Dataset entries
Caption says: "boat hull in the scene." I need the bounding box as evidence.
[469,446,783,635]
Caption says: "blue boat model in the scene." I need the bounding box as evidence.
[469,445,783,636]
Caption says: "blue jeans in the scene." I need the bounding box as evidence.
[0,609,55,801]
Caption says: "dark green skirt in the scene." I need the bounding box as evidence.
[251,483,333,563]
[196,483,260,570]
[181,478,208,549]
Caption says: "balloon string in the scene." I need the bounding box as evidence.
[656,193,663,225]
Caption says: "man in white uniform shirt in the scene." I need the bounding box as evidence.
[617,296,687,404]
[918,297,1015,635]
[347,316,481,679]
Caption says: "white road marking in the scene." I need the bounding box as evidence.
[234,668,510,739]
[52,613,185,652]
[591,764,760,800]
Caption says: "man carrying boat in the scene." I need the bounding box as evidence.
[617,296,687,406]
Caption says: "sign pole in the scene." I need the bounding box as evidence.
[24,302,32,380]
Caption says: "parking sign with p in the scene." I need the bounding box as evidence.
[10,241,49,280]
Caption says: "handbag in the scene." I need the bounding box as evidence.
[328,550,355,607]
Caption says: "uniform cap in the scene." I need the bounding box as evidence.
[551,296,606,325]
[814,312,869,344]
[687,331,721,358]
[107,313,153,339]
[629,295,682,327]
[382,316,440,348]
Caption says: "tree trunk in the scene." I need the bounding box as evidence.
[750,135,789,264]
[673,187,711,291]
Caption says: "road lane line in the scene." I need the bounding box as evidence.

AIM OF THE EXERCISE - Your answer must be the lines from the one containing "boat model in" through the last line of the entries, copied exactly, with no other lines.

SOLUTION TO THIS PROBLEM -
Caption says: "blue boat model in the scene." I need the bounding box as evidence.
[469,445,783,636]
Caption says: "blue jeans in the scene." I need the bounding box as evidence.
[0,609,55,801]
Caption says: "dark green skirt in the scene." I need the bounding box as evidence.
[251,483,333,563]
[196,483,260,570]
[181,478,208,549]
Caption says: "balloon string in the scene." I need the bounding box as evidence.
[656,193,663,225]
Caption says: "man in white uniform shirt in the scene." I need the bounding box as evidence.
[617,296,687,404]
[918,297,1015,635]
[347,316,481,679]
Caption says: "white road marking in the scene." I need the bounding box as evidence.
[234,668,510,739]
[52,613,185,652]
[591,764,760,800]
Caption says: "man carrying boat in the scene." I need the bounding box as evidence.
[617,296,687,406]
Caption says: "sign pole in the scene." I need the bounding box as evidence.
[24,302,32,380]
Caption says: "parking sign with p in the scene." I need the bounding box as evidence.
[10,241,49,280]
Caption says: "handbag in the scene." I need the bounding box as evidence.
[328,550,355,607]
Caption says: "uniform cap in the scene." I need the bounding box as evidence.
[551,296,606,325]
[814,312,869,344]
[687,331,721,358]
[107,313,153,339]
[629,295,682,327]
[382,316,440,348]
Caption says: "tree trunk in the scene." I need the bounding box as evidence.
[750,135,789,264]
[673,187,711,291]
Caption says: "road lane line in the scene." I need the bounding box as evidence.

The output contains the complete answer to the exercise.